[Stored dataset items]
^^^^
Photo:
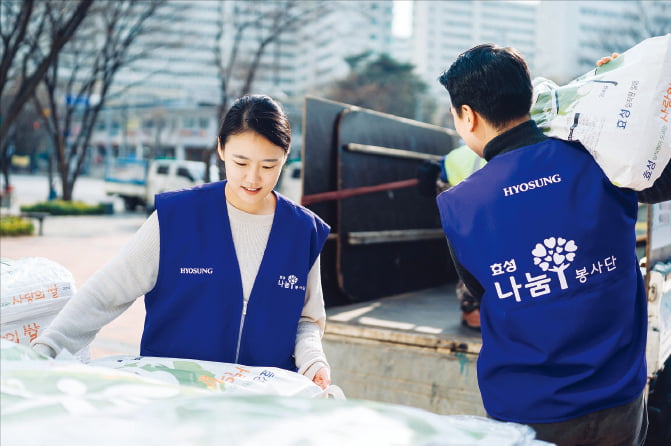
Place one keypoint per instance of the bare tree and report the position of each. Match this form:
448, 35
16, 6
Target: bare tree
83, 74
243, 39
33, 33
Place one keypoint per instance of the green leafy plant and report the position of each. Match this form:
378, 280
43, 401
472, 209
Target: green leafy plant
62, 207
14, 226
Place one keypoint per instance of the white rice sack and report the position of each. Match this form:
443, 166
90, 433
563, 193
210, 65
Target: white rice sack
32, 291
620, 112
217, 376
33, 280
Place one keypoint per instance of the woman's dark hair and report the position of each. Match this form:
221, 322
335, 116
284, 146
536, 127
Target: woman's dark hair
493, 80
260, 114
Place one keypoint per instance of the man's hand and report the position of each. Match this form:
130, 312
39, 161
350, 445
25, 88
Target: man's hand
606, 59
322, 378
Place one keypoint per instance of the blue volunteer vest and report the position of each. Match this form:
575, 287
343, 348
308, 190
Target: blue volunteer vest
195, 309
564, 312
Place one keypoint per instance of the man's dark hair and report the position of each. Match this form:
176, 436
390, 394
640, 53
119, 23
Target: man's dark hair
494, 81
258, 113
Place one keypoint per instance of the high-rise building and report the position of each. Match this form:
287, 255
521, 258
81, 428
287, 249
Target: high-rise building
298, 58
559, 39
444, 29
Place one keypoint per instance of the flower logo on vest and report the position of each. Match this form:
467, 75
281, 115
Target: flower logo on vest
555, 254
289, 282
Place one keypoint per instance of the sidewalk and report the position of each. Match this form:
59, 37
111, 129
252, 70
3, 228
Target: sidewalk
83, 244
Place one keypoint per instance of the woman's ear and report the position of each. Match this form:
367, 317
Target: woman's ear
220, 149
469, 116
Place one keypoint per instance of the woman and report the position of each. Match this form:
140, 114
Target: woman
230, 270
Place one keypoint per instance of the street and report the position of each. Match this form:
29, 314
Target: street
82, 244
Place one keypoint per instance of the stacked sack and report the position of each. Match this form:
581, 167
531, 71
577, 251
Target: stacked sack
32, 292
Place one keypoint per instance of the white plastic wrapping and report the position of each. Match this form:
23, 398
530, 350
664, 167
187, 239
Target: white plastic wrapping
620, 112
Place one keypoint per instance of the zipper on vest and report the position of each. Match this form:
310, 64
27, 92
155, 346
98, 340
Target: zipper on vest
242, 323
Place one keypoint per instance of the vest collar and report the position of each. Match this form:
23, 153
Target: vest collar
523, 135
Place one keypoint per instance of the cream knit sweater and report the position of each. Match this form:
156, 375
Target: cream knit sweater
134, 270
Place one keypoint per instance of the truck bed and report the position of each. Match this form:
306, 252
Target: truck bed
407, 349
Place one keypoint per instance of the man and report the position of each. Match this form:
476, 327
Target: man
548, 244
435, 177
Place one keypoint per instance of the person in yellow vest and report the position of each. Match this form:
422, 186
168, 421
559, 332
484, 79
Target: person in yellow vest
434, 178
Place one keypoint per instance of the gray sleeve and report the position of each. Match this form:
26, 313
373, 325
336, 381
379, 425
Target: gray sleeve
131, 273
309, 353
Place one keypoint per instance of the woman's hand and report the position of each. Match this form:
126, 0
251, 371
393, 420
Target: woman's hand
^^^^
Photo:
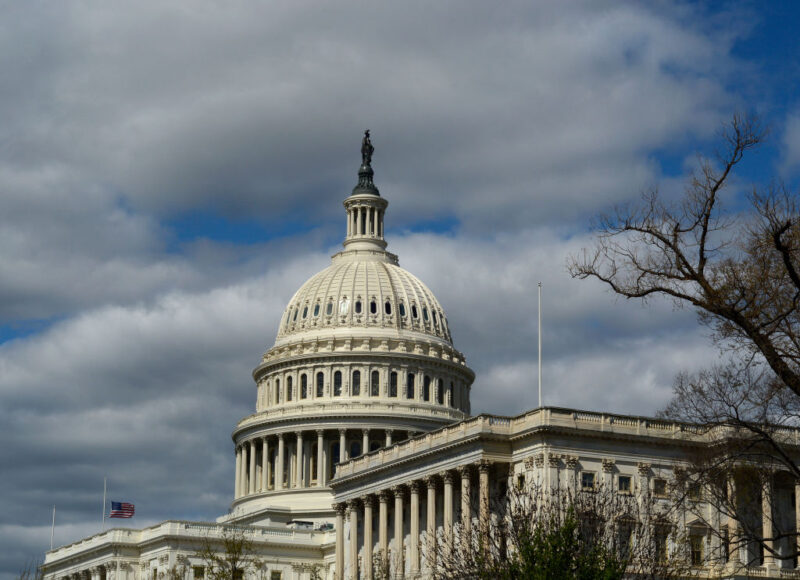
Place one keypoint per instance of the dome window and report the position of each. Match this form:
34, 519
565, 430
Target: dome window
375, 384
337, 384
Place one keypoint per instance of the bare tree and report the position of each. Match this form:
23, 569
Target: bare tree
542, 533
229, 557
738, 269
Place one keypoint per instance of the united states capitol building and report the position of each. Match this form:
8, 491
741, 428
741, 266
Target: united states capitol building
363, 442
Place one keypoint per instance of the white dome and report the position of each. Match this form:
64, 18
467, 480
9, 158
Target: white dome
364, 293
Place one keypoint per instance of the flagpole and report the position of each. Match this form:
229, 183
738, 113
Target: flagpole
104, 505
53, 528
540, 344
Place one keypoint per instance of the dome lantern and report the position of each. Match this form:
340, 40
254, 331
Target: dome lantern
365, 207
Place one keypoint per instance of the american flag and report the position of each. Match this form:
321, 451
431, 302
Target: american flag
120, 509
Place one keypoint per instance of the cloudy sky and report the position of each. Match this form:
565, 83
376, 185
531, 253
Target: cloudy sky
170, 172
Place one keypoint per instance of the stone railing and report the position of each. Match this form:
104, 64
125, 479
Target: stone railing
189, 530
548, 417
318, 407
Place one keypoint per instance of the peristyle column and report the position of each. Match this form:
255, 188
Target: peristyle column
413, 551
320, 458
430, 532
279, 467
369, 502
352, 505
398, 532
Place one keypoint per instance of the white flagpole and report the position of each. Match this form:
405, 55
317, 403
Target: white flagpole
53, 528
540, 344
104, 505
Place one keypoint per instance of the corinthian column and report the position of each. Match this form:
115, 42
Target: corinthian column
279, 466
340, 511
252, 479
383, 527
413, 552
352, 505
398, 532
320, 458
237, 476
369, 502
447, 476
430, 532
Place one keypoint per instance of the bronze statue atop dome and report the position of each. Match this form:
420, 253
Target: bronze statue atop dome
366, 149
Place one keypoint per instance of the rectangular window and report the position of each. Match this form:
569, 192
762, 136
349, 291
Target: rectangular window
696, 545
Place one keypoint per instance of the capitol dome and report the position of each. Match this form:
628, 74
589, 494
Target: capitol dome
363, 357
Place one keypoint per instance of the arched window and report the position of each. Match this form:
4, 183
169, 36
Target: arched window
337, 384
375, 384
^^^^
### OBJECTIVE
Reproduce the part of the material above that begins with the line containing "Place one keypoint per instance of the truck" and ends with the line containing "Target: woman's hand", keeping both of those lines.

### TASK SOLUTION
Place one keypoint per instance of the truck bed and report the position of each. Match this form:
306, 252
Target: truck bed
407, 349
Place one keypoint per instance of the man and report the position of each. Match this form:
476, 327
Target: man
548, 244
435, 177
Place one keypoint per instance of the person in yellow vest and report the position of each. Match this form:
422, 186
168, 421
559, 332
484, 79
Target: person in yellow vest
434, 178
Place one keypoint per instance of the gray sleeve and report the position of each. Match this form:
26, 313
373, 325
336, 381
379, 425
Target: gray sleeve
131, 273
309, 353
Place one keypoint per instance of the woman's hand and report the position of each. Match this form:
126, 0
251, 371
393, 420
Target: woman's hand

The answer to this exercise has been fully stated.